--- start The input ---

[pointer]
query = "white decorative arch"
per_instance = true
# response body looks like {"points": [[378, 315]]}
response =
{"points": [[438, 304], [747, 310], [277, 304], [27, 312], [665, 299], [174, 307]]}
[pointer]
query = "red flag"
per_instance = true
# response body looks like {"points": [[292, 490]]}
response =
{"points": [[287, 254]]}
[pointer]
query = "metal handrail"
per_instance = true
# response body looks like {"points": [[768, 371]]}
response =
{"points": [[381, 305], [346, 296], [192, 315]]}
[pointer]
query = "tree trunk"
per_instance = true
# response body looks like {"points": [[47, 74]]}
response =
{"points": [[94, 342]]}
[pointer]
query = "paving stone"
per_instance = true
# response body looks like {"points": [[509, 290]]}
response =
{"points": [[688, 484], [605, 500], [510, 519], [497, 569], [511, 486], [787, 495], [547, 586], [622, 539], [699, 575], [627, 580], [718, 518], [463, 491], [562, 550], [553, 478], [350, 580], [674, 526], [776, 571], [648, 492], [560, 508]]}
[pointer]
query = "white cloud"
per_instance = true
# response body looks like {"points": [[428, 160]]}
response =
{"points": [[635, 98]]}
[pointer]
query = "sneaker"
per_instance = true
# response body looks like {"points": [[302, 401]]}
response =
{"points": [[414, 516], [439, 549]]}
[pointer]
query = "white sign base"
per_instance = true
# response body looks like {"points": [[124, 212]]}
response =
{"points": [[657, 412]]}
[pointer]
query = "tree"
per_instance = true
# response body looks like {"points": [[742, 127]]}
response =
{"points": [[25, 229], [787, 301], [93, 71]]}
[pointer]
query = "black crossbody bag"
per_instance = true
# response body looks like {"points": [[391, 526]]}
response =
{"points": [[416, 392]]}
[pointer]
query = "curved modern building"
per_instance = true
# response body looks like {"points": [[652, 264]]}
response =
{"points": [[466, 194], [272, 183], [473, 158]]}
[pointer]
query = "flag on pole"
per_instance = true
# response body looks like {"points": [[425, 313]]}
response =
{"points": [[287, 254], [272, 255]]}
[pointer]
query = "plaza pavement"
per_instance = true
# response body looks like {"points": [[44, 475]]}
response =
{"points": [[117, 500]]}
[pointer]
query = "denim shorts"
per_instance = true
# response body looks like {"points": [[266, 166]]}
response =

--- end The input ---
--- start The input ---

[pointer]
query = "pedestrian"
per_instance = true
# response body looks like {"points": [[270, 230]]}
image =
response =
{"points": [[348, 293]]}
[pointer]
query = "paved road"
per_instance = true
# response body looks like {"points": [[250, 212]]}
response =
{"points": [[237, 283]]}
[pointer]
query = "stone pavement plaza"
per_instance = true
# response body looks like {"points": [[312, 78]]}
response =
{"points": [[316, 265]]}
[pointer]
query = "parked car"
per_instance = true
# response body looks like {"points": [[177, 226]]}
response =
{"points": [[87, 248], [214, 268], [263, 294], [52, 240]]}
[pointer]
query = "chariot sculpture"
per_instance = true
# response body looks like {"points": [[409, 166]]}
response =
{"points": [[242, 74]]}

--- end The input ---
--- start The input ---

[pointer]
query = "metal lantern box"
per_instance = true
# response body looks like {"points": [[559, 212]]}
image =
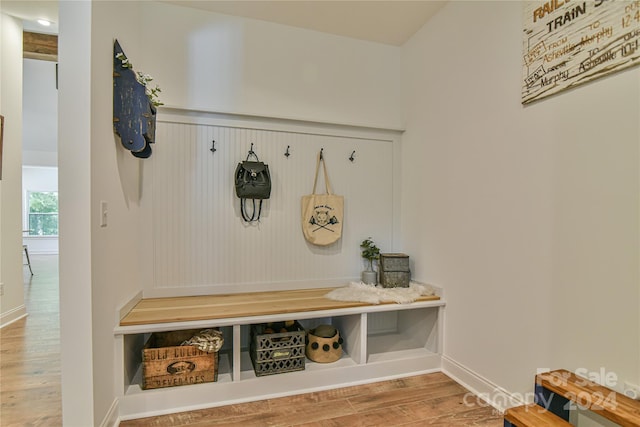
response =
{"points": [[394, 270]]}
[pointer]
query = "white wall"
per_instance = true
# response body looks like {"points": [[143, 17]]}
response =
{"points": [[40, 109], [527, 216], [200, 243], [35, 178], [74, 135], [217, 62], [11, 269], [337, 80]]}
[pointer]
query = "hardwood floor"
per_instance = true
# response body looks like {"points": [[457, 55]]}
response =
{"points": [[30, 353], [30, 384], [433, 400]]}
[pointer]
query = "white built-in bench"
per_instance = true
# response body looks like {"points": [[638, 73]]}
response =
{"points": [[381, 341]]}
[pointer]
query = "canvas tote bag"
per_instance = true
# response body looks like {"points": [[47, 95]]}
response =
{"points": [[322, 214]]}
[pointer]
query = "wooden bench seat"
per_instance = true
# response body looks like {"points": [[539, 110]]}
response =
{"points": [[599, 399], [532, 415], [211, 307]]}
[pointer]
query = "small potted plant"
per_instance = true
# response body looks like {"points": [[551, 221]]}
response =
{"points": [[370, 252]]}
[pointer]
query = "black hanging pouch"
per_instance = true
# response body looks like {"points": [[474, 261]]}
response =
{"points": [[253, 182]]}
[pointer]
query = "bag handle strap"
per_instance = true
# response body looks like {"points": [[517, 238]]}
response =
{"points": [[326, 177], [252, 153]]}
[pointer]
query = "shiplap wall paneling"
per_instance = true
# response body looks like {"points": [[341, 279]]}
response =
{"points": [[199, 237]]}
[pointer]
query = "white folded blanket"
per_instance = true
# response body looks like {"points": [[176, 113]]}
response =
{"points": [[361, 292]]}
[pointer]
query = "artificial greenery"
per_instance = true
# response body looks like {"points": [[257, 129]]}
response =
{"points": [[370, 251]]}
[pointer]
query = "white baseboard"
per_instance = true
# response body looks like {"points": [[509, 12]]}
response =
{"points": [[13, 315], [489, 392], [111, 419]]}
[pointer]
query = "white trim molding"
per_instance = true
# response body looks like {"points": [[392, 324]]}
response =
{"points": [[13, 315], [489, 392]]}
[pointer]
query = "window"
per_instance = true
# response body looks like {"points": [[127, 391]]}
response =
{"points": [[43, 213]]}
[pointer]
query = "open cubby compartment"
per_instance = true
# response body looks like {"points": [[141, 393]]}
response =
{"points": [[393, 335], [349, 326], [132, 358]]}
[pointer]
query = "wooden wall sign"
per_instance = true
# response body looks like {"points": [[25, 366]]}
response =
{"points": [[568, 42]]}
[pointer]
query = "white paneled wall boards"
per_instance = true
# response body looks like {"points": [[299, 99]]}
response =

--- end The input ---

Exercise objective - Extract every line of the items above that contains the string "plaza", and list each one on its own line.

Reply -
query = "plaza pavement"
query = "stone pavement plaza"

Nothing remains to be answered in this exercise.